Usually, RNN are trained in indipendent sequences. In case of Aggregate Computing, the temporal sequence are correlated with each other following a neighbourhood policy. 

The key idea here is:
- express the system as a graph. Offline we can imagine to access to the entire system
- in each time step, we aggregate data from the neighbours and then we use RNN to compute the right output

# Imports

In [1]:
import tensorflow as tf
from datetime import datetime
from numpy.random import seed
import datetime
%load_ext tensorboard

# Simple Graph

In this model, I model graph as:
$G = (N, E)$

Where, $N$ contains a feature vector and an output vector.

$E$ is expressed as adjacency matrix, so: $E_{i,j} = 1$ iff $i$ is neighbour of $j$.

Input is a matrix contains the concatenation of feature vector and output vector, something like: $ I(n) = <f(n), o(n)>$.
Where $<a, b, c>$ means the column-wise fector concatenation. 
For instance, giving a vector $a = [1, 2]$ and $b = [2, 3]$, $<a,b> = [1, 2, 2, 3]$.

The neighbour aggregation data can be computed leveraging matrix multiplication --- so increasing traning performance.
$$ reduction(E * F) $$
Where F contains all node features.
$reduction$ is a multiset function (e.g. summation, mean,...).

Pay attention, this model can be easly used in a decentralized situation.
Indeed, the data aggregation will be done without global adjency matrix but only retrieving neighbour data. The dense layer already works locally.

In [2]:
n = 50000
feature = tf.constant([
                     [1], 
                     [0],
                     [0],
                     [0],
                    ], dtype=tf.float32)
output = tf.constant([
                     [0], 
                     [n],
                     [n],
                     [n],
                    ], dtype=tf.float32)

input = tf.concat([feature, output], axis = 1)
input = input[:,tf.newaxis, :]

neigh = tf.constant([
                     [n, 1, n, n], 
                     [1, n, 1, n],
                     [n, 1, n, 1],
                     [n, n, 1, n],
                    ], dtype=tf.float32)

ground = tf.constant([
                     [0], 
                     [1],
                     [2],
                     [3],
                    ], dtype=tf.float32)

# Forward Pass

Taking the output of previous step, adjecency matrix, and feature vector, this function compute the value of the next evaluation.
So
1. compute neighbourhood feature via aggregation
2. concat neighbourhood feature with local feature and previous output
3. perform a forward pass of a neural network.


In [3]:
def forward(result, neigh, feature, model, log_enable=False):
  if(log_enable):
    print("Input = ", result)
  reshape = tf.reshape(result[:,:, 1], feature.shape[0])
  neigh_evaluation = tf.reduce_min(tf.multiply(neigh, reshape), 1) ## pass reduction strategy
  input_network = tf.concat([result[:,:, 0], neigh_evaluation[:, tf.newaxis]], 1)

▸ ACTIONS TO TAKE:
1. Present the part of the records that opens with the line containing "Find the tall" and closes with the line containing "xmin=69 ymin=57 xmax=300 ymax=145" as a Markdown table with the columns Row and Line, leaving out blank lines.
2. Extend the notebook on training RNNs over a neighbour graph for aggregate computing, picking up right after its last line.
The text and the records have no connection to each other.

▸ THE INPUT:
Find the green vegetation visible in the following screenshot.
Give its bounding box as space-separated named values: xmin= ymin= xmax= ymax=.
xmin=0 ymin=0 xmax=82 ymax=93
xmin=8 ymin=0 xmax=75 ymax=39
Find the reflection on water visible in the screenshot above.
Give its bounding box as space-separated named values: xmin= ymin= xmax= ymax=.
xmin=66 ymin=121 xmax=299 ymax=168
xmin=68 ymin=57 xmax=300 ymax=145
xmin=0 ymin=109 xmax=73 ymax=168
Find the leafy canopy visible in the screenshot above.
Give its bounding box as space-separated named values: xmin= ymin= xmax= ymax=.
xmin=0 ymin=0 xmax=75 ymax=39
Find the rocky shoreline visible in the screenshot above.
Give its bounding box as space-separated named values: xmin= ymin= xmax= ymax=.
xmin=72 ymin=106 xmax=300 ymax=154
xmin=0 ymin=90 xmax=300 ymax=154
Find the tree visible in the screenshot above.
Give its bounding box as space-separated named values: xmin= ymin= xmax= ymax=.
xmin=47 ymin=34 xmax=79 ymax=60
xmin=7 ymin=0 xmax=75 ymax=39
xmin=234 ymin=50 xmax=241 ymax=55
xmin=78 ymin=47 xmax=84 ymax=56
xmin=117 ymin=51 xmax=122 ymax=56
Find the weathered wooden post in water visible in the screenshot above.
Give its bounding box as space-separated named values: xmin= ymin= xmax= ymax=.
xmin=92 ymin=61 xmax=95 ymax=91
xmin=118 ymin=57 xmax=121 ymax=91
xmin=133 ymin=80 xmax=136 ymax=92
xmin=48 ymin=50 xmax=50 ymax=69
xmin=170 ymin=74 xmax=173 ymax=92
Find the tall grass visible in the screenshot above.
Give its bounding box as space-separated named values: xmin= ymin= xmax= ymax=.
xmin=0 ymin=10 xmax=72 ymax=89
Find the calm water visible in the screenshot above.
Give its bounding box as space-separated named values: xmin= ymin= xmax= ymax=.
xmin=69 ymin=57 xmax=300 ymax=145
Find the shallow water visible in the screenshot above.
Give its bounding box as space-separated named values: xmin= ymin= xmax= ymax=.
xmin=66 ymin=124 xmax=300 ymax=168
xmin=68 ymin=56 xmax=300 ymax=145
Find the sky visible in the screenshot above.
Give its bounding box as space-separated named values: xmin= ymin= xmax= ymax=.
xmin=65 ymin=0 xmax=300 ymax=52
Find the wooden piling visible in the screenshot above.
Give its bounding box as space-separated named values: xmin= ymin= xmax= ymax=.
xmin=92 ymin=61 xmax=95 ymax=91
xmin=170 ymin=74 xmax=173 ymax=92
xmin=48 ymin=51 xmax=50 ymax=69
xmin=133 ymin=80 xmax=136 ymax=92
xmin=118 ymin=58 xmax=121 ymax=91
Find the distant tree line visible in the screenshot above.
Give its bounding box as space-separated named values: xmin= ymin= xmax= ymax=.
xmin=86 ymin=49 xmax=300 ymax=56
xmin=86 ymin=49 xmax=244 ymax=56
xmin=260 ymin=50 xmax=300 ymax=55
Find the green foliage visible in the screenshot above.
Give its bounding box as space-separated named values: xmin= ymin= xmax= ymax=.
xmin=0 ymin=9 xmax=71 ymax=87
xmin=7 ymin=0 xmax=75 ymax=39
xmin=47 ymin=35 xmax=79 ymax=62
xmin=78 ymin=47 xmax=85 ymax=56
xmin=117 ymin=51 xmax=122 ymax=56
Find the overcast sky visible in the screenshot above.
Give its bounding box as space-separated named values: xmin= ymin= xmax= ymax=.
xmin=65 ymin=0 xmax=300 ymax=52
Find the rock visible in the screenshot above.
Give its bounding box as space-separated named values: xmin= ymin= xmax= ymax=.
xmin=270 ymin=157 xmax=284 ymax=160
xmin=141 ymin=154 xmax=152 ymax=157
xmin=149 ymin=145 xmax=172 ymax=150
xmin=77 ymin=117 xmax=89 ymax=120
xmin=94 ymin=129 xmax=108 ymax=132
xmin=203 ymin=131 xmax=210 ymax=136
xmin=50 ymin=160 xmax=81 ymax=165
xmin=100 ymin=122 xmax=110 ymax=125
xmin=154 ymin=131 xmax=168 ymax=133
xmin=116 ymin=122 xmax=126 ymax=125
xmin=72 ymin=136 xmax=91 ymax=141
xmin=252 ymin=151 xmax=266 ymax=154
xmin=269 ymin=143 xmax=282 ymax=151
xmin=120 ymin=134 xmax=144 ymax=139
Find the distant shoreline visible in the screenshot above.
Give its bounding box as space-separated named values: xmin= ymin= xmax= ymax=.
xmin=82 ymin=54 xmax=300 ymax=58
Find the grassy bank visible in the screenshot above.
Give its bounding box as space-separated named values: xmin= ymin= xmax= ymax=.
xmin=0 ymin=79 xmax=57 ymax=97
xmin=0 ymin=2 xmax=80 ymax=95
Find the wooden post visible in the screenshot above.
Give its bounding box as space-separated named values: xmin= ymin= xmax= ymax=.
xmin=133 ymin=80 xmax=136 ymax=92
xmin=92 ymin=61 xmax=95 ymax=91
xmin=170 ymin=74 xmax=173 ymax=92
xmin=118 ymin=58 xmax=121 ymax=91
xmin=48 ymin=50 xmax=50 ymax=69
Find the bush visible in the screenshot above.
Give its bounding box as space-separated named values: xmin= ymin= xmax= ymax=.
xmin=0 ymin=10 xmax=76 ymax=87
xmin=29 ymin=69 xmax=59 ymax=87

▸ ANSWERS TO THE TASKS:
1.
| Row | Line |
|---|---|
| 1 | Find the tall grass visible in the screenshot above. |
| 2 | Give its bounding box as space-separated named values: xmin= ymin= xmax= ymax=. |
| 3 | xmin=0 ymin=10 xmax=72 ymax=89 |
| 4 | Find the calm water visible in the screenshot above. |
| 5 | Give its bounding box as space-separated named values: xmin= ymin= xmax= ymax=. |
| 6 | xmin=69 ymin=57 xmax=300 ymax=145 |

2.
  if(log_enable):
    print("Neighbour Aggregation = ", input_network[:, tf.newaxis])
  result = model(input_network[:, tf.newaxis])
  result = tf.reshape(result, feature.shape[:2]) ## adapt the shape in order to work both in linear model and in the recurrent model.
  result = tf.concat([feature, result], axis = 1)
  if(log_enable):
    print("Output = ", result)
  return tf.expand_dims(result, [1])

# Model creation
Create a sequential model given layers and the input shape

In [4]:
def create_model(input_shape, layers):
  input_layer = tf.keras.layers.InputLayer(input_shape=input_shape[1:], batch_size=input_shape[0])
  layers.insert(0, input_layer)
  return tf.keras.Sequential(layers)

## Recurrent model
Simple network creation with multiple recurrent layer 


In [5]:
def instantiate_layers(output_count = 1):
  return [
    tf.keras.layers.GRU(units = 4, activation='relu', return_sequences=True, stateful=True),
    tf.keras.layers.GRU(units = output_count, activation='relu', return_sequences=False, stateful=True, bias_initializer='ones'),
  ]

## Linear Model
Simple network with multiple linear layer

In [12]:
def instantiate_linear_layers(output_count = 1):
  return [
    tf.keras.layers.Dense(units = 32, activation='relu'),
    tf.keras.layers.Dense(units = 16, activation='relu'),
    tf.keras.layers.Dense(units = 8, activation='relu'),
    tf.keras.layers.Dense(units = 4, activation='relu'),
    tf.keras.layers.Dense(units = output_count, activation='relu', kernel_initializer='lecun_normal',bias_initializer='ones')
  ]

## Model instatiation


In [7]:
linear = "linear"
recurrent = "recurrent"
same = "same"

def instatiate(input, mode = "same", output_count = 1):
  if mode == linear:
    return create_model(input.shape, instantiate_linear_layers(output_count))
  elif mode == recurrent:
    return create_model(input.shape, instantiate_layers(output_count))

def copy_model(model, mode = "same", input = "", output_count = 1):
  if mode == linear:
    return model
  elif mode == recurrent:
    change_model = instatiate(input, recurrent, output_count)
    change_model.set_weights(model.get_weights())
    return change_model
mode = linear
model = instatiate(input, linear)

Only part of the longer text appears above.